- DOCUMENT PASSAGE -
----------------------------------------

Acupuncture Physical Medicine (APM): APM is a modern style of acupuncture developed by Dr. Mark Seem. This approach combines classics-based French meridian acupuncture and trigger point dry needling technique, which is inspired by the work of Janet Travell, MD. A trigger point is a tender, palpable area of muscle tissue that has become chronically contracted. These knots can refer pain to distant areas of the body. A primary focus of this style is the release of trigger points through the use of acupuncture needles. This release often causes the affected muscle to involuntarily twitch (fasciculate) and can result in tremendous relief of pain. This style can be intense and will only be done with your consent. More gentle approaches are also very effective.

----------------------------------------

- DATA TO EXAMINE -
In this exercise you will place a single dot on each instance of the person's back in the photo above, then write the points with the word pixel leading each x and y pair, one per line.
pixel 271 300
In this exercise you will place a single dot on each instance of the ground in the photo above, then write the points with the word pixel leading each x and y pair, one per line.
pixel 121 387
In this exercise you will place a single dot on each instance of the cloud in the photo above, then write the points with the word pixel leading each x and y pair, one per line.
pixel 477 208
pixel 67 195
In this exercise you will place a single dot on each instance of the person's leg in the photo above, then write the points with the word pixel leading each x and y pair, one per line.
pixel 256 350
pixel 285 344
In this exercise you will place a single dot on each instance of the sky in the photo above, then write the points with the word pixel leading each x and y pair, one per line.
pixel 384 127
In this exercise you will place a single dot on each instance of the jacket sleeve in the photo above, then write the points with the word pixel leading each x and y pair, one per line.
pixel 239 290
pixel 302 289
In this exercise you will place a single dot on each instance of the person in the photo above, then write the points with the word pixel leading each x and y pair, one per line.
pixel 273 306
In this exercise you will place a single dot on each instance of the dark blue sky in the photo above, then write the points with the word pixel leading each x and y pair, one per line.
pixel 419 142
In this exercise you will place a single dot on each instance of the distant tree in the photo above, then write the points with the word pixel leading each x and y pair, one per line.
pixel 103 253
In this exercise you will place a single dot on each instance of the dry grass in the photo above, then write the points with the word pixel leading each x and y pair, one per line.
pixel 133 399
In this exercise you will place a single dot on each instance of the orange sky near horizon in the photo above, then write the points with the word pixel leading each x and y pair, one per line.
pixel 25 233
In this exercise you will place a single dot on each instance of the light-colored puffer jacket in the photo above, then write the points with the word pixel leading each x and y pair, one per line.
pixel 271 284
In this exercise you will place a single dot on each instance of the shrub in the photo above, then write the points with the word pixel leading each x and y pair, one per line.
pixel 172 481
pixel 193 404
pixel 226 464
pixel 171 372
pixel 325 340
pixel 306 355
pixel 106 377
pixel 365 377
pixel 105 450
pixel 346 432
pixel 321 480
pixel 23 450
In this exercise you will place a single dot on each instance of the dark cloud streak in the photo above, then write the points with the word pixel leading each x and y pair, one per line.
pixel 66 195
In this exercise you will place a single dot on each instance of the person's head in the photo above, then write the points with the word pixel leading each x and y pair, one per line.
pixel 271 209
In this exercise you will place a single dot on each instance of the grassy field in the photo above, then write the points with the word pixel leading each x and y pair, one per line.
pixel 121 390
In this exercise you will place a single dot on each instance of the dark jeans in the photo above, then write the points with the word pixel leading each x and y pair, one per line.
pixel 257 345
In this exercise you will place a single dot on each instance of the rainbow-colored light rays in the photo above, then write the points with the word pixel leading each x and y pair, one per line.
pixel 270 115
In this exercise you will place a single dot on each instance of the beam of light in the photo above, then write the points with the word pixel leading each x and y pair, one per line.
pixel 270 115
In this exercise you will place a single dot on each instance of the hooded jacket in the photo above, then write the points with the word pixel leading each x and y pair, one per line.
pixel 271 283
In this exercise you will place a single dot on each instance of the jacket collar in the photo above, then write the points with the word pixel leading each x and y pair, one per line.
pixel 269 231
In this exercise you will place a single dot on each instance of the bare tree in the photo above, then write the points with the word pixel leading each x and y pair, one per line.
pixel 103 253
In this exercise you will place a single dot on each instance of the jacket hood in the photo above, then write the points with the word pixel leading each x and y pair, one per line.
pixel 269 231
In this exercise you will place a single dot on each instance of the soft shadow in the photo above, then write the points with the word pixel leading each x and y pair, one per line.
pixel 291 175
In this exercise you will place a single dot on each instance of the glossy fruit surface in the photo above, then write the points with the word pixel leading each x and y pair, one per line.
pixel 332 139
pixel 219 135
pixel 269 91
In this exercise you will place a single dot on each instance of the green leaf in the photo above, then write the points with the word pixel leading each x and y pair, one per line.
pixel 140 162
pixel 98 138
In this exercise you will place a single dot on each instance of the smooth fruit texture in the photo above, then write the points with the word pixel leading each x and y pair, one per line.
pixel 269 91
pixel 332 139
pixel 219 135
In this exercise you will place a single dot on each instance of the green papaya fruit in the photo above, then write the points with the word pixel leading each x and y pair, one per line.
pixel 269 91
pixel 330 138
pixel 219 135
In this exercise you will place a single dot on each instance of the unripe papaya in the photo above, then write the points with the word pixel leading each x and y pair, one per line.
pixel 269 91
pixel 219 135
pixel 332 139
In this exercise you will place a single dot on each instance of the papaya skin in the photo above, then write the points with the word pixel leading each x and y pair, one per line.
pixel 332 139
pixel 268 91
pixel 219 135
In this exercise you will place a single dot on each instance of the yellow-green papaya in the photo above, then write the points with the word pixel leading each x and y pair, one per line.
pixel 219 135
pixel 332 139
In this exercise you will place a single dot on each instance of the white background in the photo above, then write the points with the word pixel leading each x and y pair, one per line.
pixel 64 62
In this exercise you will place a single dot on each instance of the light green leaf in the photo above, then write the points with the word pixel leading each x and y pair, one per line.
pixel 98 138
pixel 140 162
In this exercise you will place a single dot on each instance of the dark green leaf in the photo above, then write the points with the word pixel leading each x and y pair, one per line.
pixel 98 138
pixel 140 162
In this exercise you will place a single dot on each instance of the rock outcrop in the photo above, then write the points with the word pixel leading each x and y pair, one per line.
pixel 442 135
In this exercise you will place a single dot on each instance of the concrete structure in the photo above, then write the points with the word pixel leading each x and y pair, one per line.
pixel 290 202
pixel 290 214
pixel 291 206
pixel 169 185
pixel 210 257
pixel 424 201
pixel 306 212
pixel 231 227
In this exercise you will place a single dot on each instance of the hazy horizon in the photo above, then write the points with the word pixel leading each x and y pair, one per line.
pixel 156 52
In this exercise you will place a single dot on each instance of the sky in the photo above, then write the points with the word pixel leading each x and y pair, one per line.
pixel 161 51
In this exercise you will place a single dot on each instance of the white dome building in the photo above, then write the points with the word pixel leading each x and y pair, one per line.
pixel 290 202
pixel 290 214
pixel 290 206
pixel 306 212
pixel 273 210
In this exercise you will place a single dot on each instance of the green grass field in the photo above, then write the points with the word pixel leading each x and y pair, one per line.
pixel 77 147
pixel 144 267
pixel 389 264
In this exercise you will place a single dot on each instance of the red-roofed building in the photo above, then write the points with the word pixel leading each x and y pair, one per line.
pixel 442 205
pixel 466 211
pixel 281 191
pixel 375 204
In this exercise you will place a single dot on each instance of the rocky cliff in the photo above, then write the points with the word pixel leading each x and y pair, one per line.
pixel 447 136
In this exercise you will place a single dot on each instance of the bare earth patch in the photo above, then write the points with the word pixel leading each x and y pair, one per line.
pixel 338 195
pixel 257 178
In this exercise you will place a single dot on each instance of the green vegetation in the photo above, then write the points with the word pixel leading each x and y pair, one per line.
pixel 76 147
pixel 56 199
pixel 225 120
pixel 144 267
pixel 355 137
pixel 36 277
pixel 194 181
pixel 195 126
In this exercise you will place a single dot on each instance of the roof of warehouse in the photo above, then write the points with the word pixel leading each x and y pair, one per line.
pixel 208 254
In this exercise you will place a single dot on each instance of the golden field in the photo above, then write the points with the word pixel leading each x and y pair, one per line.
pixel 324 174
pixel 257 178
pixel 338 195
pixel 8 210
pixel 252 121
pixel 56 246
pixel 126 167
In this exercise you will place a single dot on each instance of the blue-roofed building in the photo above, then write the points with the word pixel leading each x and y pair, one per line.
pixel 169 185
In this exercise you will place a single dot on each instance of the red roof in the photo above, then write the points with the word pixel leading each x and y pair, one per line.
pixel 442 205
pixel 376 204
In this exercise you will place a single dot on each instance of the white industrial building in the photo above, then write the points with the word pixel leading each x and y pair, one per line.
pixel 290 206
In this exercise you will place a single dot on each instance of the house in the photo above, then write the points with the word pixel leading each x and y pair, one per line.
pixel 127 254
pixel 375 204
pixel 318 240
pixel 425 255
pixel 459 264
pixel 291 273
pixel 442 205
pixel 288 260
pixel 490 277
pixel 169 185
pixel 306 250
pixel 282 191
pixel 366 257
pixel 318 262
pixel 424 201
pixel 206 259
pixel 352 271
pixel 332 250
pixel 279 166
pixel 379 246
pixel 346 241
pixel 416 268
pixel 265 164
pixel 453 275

----------------------------------------

- ASSIGNED TASK A -
Please copy the acupuncture passage word for word, everything from "Acupuncture Physical Medicine" down to "also very effective.".
- ASSIGNED TASK B -
According to the acupuncture passage, what is a trigger point?

- ANSWER SPACE A -
Acupuncture Physical Medicine (APM): APM is a modern style of acupuncture developed by Dr. Mark Seem. This approach combines classics-based French meridian acupuncture and trigger point dry needling technique, which is inspired by the work of Janet Travell, MD. A trigger point is a tender, palpable area of muscle tissue that has become chronically contracted. These knots can refer pain to distant areas of the body. A primary focus of this style is the release of trigger points through the use of acupuncture needles. This release often causes the affected muscle to involuntarily twitch (fasciculate) and can result in tremendous relief of pain. This style can be intense and will only be done with your consent. More gentle approaches are also very effective.

- ANSWER SPACE B -
A trigger point is a tender, palpable area of muscle tissue that has become chronically contracted.